-- The task --
Nothing should differ between your answer and the records below.

***** Provided entries *****

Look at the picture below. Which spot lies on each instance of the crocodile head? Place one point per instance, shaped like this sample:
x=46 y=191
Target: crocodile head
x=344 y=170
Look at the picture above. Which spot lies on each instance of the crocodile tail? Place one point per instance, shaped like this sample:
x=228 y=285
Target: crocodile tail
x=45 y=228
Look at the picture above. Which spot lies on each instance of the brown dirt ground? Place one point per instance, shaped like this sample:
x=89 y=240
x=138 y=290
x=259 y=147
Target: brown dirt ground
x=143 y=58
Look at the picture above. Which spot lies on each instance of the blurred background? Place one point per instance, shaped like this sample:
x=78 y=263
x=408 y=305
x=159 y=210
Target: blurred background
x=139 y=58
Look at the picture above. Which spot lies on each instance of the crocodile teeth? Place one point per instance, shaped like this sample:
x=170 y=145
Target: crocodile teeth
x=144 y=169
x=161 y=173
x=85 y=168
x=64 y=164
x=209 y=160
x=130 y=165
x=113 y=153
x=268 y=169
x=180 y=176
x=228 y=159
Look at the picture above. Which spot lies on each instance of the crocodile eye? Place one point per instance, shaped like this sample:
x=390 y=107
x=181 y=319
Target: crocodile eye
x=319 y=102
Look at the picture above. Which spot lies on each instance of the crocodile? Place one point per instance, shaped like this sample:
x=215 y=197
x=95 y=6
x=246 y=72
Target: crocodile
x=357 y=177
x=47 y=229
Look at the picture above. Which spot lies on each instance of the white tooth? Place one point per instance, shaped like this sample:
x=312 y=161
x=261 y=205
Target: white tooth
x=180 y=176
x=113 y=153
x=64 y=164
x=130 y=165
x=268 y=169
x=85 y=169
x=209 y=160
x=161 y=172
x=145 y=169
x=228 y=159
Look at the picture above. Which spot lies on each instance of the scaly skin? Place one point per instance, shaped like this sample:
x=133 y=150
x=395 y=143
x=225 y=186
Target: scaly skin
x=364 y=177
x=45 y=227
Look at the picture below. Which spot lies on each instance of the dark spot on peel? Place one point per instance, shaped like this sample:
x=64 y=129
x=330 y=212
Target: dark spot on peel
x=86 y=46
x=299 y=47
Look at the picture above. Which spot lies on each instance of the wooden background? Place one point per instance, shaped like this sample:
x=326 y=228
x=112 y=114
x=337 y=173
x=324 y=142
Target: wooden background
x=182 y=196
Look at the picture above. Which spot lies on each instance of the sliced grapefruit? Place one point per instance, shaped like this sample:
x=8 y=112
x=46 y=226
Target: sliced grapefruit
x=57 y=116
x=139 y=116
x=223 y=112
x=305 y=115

*****

-- Written answer --
Look at the picture below. Which spot lies on each instance of the crocodile head? Place one point per instance, shaped like this sample:
x=46 y=191
Target: crocodile head
x=344 y=170
Look at the picture above. Which spot lies on each instance of the crocodile tail? Place one point per instance, shaped like this sample:
x=228 y=285
Target: crocodile tail
x=45 y=228
Look at the picture above. Which spot lies on each instance of the brown dirt ground? Place one point per instance, shaped like this sample:
x=89 y=240
x=138 y=290
x=259 y=147
Target: brown dirt ground
x=143 y=58
Look at the picture above. Which spot lies on each instance of the blurred background? Place one point per instance, shaped like this sample:
x=78 y=263
x=408 y=305
x=159 y=210
Target: blurred background
x=139 y=58
Look at the picture above. Which spot lies on each instance of the crocodile teeth? Place one point per instance, shaped like this sample:
x=170 y=145
Target: crocodile teeth
x=144 y=169
x=161 y=173
x=85 y=168
x=64 y=164
x=209 y=160
x=130 y=165
x=113 y=153
x=268 y=169
x=180 y=176
x=228 y=159
Look at the picture above. Which spot lies on each instance of the crocodile eye? Place one point per instance, shaped like this sample:
x=390 y=107
x=181 y=319
Target: crocodile eye
x=319 y=102
Look at the picture above. Which spot lies on each instance of the crocodile? Place one point per instance, shaped like this sample:
x=215 y=197
x=95 y=6
x=246 y=72
Target: crocodile
x=357 y=177
x=47 y=229
Look at the picture above. Which spot lies on each instance of the white tooth? Place one point per instance, shaped like this sample:
x=312 y=161
x=261 y=205
Target: white tooth
x=180 y=176
x=113 y=153
x=64 y=164
x=130 y=165
x=268 y=169
x=85 y=169
x=209 y=160
x=161 y=172
x=145 y=169
x=228 y=159
Look at the picture above. Which spot lies on each instance of the scaly skin? Place one point per instance, shaped like this sample:
x=133 y=150
x=395 y=143
x=225 y=186
Target: scaly skin
x=364 y=177
x=45 y=227
Look at the picture below. Which spot lies on each instance of the dark spot on peel? Place one point per instance, shaped like this sample:
x=64 y=129
x=330 y=212
Target: dark spot on peel
x=86 y=46
x=299 y=47
Look at the picture above. Which spot lies on each instance of the wooden background? Place one point per instance, shaped like this sample:
x=326 y=228
x=112 y=114
x=337 y=173
x=324 y=142
Target: wooden background
x=182 y=196
Look at the picture above. Which spot lies on each instance of the sliced grapefruit? Place one point per instance, shaped like this sample:
x=8 y=112
x=46 y=226
Target: sliced grapefruit
x=57 y=116
x=139 y=116
x=223 y=112
x=305 y=115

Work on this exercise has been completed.